### EXCERPTED RECORDS

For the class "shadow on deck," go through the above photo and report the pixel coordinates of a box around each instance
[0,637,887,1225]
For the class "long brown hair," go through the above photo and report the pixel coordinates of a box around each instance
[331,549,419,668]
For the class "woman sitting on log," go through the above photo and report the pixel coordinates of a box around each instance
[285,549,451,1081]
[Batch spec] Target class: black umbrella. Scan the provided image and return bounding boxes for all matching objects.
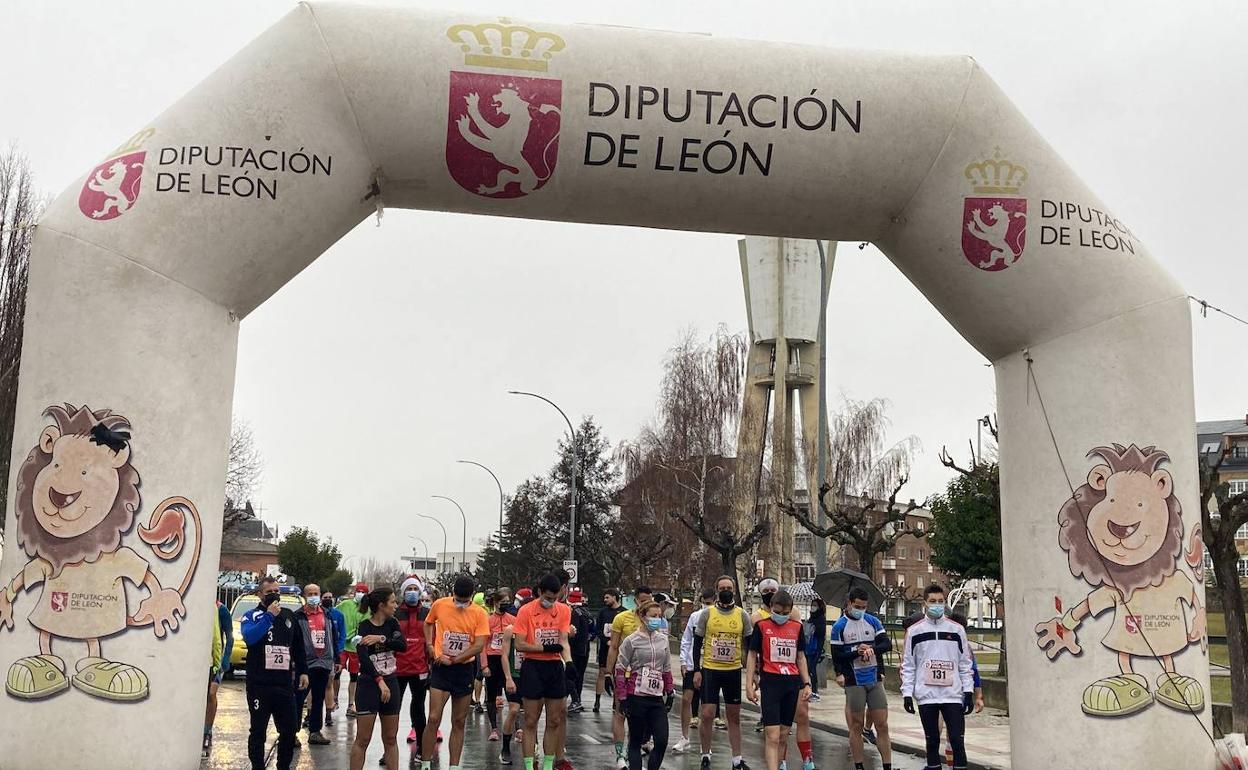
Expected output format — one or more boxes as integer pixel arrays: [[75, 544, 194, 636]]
[[815, 567, 884, 609]]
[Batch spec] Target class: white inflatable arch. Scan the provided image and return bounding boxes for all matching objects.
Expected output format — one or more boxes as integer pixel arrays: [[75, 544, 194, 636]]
[[0, 4, 1213, 770]]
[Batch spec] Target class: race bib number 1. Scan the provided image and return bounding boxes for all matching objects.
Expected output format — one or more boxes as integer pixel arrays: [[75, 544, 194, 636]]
[[634, 666, 663, 695], [265, 644, 291, 671], [924, 660, 953, 688], [442, 631, 468, 658]]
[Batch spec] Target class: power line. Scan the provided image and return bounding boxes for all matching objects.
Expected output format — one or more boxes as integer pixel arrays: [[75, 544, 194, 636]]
[[1187, 295, 1248, 326]]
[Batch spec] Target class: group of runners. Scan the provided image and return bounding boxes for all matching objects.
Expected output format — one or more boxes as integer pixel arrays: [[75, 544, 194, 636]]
[[205, 570, 982, 770]]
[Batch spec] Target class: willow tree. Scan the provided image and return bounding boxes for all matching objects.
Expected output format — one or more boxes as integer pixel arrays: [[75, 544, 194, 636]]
[[779, 398, 926, 575], [620, 326, 769, 594]]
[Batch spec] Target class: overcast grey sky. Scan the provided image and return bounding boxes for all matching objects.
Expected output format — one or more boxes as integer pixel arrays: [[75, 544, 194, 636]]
[[0, 0, 1248, 558]]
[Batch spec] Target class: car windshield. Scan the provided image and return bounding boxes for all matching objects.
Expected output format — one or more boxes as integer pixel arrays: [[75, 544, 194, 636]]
[[232, 594, 303, 620]]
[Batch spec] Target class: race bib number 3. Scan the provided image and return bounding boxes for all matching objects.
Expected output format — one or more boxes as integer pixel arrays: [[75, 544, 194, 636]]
[[770, 636, 797, 663], [265, 644, 291, 671], [924, 660, 953, 688], [710, 636, 740, 663], [442, 631, 468, 658], [373, 650, 398, 676], [634, 666, 663, 695]]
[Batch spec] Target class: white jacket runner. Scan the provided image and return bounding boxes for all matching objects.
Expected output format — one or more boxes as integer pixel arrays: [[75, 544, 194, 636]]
[[901, 614, 975, 705]]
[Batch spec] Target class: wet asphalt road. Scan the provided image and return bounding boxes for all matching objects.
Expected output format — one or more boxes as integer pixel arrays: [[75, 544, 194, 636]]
[[201, 680, 924, 770]]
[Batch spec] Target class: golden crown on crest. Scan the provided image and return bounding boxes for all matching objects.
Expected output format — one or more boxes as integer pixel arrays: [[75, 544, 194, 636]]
[[966, 147, 1027, 193], [447, 19, 565, 72], [109, 127, 156, 157]]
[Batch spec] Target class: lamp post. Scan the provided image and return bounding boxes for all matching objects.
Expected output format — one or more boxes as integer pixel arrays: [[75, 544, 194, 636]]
[[407, 534, 429, 582], [433, 494, 468, 572], [456, 459, 503, 540], [416, 513, 447, 569], [508, 391, 580, 562]]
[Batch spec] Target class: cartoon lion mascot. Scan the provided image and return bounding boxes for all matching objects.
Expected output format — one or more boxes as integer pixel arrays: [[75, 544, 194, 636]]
[[1036, 444, 1207, 716], [0, 404, 203, 701]]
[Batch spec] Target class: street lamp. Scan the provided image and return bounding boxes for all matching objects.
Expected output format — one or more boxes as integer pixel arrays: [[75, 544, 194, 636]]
[[407, 534, 429, 582], [508, 391, 580, 562], [432, 494, 468, 572], [416, 513, 447, 569], [456, 459, 503, 534]]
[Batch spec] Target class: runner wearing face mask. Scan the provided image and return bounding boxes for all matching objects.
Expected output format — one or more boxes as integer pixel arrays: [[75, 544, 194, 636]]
[[512, 574, 572, 770], [594, 588, 622, 714], [351, 588, 407, 770], [745, 590, 815, 770], [614, 602, 674, 770], [694, 575, 754, 770], [604, 585, 654, 770], [338, 583, 368, 718], [671, 588, 715, 754], [242, 578, 308, 770], [321, 593, 347, 728], [832, 588, 892, 770], [394, 577, 429, 760], [901, 584, 975, 770], [421, 575, 489, 770], [295, 583, 341, 746], [482, 588, 515, 753]]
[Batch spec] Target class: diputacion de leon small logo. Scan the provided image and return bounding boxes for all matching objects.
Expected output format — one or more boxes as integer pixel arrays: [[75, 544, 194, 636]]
[[79, 129, 156, 222], [447, 19, 564, 198], [962, 149, 1027, 272]]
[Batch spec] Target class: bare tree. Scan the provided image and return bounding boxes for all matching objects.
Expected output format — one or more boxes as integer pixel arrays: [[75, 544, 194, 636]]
[[0, 146, 47, 534], [618, 327, 769, 585], [1187, 449, 1248, 733], [778, 398, 926, 575]]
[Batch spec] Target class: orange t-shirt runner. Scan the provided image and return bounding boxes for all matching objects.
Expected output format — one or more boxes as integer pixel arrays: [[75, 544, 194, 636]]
[[424, 597, 489, 658], [512, 600, 572, 660]]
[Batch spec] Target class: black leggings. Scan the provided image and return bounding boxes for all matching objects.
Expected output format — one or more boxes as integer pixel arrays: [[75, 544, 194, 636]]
[[398, 675, 429, 749], [628, 695, 668, 770], [485, 655, 507, 730], [919, 703, 966, 768]]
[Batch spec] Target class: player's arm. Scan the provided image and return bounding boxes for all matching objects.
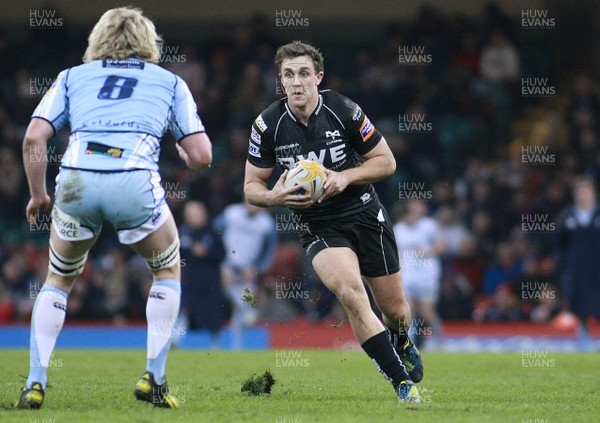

### WHAT IS REQUIRED
Format every one of the items above as a numbered list with no blank lines, and leave the pictures out.

### THE RESPONSE
1. For the class "shadow on deck," go through the above photo and report the pixel coordinates of a box around each instance
2. [0,637,887,1225]
3. For the class "long brown hair," go through the above photo and report the pixel coordinates of a box around each instance
4. [331,549,419,668]
5. For the class "woman sitting on log," go through the above photo and report the pixel coordinates of a box around each instance
6. [285,549,451,1081]
7. [Batch spec] Target class: black umbrella. Scan the provided image and return bounding boxes for all matching objects.
8. Expected output format — one or more boxes as integer pixel arrays: [[75, 544, 194, 636]]
9. [[815, 567, 884, 609]]
10. [Batch spec] Target class: white inflatable arch. Scan the provided image and return bounding boxes for all matching objects.
11. Expected output format — one or more boxes as integer pixel arrays: [[75, 544, 194, 636]]
12. [[0, 4, 1213, 770]]
13. [Batch spec] Target class: race bib number 1. Scan the provided image and return bounding boxes for all matching objects.
14. Expected output format — one or more boxes as integer pixel arrays: [[75, 544, 194, 636]]
15. [[634, 666, 663, 695], [265, 644, 291, 671], [924, 660, 953, 688], [442, 631, 468, 658]]
16. [Batch spec] Target class: power line. Scan the provided image and return bounding boxes for all matching objects.
17. Expected output format — one or more boxes as integer pixel arrays: [[75, 544, 194, 636]]
18. [[1187, 295, 1248, 326]]
19. [Batch spec] Target class: group of runners. Scan the provided image and return bounding boxes for all matching objects.
20. Expected output format — one or more boxes as integer pixel arrays: [[75, 544, 194, 636]]
21. [[205, 570, 982, 770]]
22. [Batch spec] Target class: willow tree. Scan the provided image and return bounding boxes for all matching objects.
23. Expected output format — one or more boxes as integer pixel arrays: [[75, 544, 194, 636]]
24. [[779, 398, 926, 575], [620, 326, 769, 594]]
25. [Batch spec] Target class: overcast grey sky. Scan the provided image and return bounding boxes for all matching objects.
26. Expected output format — one or more boxes as integer pixel arrays: [[75, 544, 194, 636]]
27. [[0, 0, 1248, 558]]
28. [Batch spec] Target class: car windshield. Scan the provided image and return bounding boxes for all matching objects.
29. Expected output format — one or more boxes as integer pixel arrays: [[75, 544, 194, 636]]
30. [[232, 594, 303, 620]]
31. [Batch spec] Target class: race bib number 3. Scan the provided image and return bounding boxes for all matching objects.
32. Expected output format — one or more boxes as integer pixel arrays: [[75, 544, 194, 636]]
33. [[770, 636, 797, 663], [265, 644, 291, 671], [924, 660, 953, 688], [710, 636, 740, 663], [442, 631, 468, 658], [373, 650, 398, 676], [634, 666, 663, 695]]
34. [Batch spec] Target class: white jacket runner. Scan the provided image and return bounding boxes for all matching objects.
35. Expected output format — one or more boxes as integer pixel arrays: [[75, 544, 194, 636]]
36. [[901, 614, 975, 705]]
37. [Batch spec] Target class: wet asphalt road. Scan the provided image and return bounding boxes for all matching objects.
38. Expected output format — one or more boxes as integer pixel arrays: [[75, 544, 194, 636]]
39. [[201, 680, 924, 770]]
40. [Batch spec] Target class: golden crown on crest. Scan the provided image and return bounding boxes for all matching objects.
41. Expected output format — one or more boxes as integer pixel arrays: [[75, 544, 194, 636]]
42. [[966, 147, 1027, 193], [447, 19, 565, 72], [109, 127, 156, 157]]
43. [Batch spec] Target class: lamp post. Scan the provided image and return bounding boxes for all matching objects.
44. Expected output format — one or more boxes as integer pixel arrays: [[75, 544, 194, 636]]
45. [[407, 534, 429, 582], [433, 494, 468, 572], [456, 459, 503, 540], [416, 513, 447, 569], [508, 391, 580, 562]]
46. [Batch spec] Target class: cartoon lion mascot. Scan the provided image and return bounding boxes for all matching objects.
47. Expected output format — one or more boxes as integer pixel arrays: [[75, 544, 194, 636]]
48. [[1036, 444, 1207, 716], [0, 404, 203, 701]]
49. [Batch spec] Target class: street lamp. Scan the provided image and return bounding boxes for all matching objects.
50. Expected output format — one or more boxes as integer pixel arrays: [[75, 544, 194, 636]]
51. [[407, 534, 429, 582], [508, 391, 580, 562], [432, 494, 468, 572], [416, 513, 447, 569], [456, 459, 503, 534]]
52. [Batch spec] Target class: runner wearing face mask. Scan the provided image and return bounding boxes for all matching objects.
53. Expected output format — one or more boxes as integer pixel arrays: [[75, 544, 194, 636]]
54. [[512, 574, 572, 770], [594, 588, 622, 714], [351, 588, 407, 770], [745, 590, 815, 770], [614, 602, 674, 770], [694, 575, 754, 770], [604, 585, 654, 770], [338, 583, 368, 718], [671, 588, 715, 754], [242, 578, 308, 770], [321, 593, 347, 728], [832, 588, 892, 770], [394, 577, 429, 760], [901, 584, 975, 770], [421, 575, 489, 770], [295, 583, 341, 746], [482, 588, 515, 753]]
55. [Batch spec] Target class: diputacion de leon small logo. Scan the provided image and return bounding boxes for all matching objects.
56. Expected output format — one or more boxes as integer pixel arrays: [[75, 544, 194, 636]]
57. [[79, 129, 156, 222], [447, 19, 564, 198], [962, 149, 1027, 272]]
58. [Batch spec] Target class: bare tree. Scan the provided image and return bounding boxes for all matching objects.
59. Expected output format — one or more boxes as integer pixel arrays: [[75, 544, 194, 636]]
60. [[0, 146, 47, 534], [618, 327, 769, 585], [1187, 449, 1248, 733], [778, 398, 926, 575]]
61. [Batch spec] Target class: orange t-shirt runner. Scan the provided image and return bounding boxes for all matching objects.
62. Expected output format — one or more boxes as integer pixel arrays: [[75, 544, 194, 636]]
63. [[424, 597, 489, 658], [512, 600, 572, 660]]
64. [Batch spec] Target class: black leggings. Scan the provided image and return bounding boxes for all matching objects.
65. Expected output format — one or more boxes as integer pixel arrays: [[75, 544, 194, 636]]
66. [[398, 675, 429, 749], [628, 695, 668, 770], [485, 655, 507, 730], [919, 703, 966, 768]]
67. [Batch spec] Target class: player's arm. Scan the provided image and return bounding boxes for all matching objects.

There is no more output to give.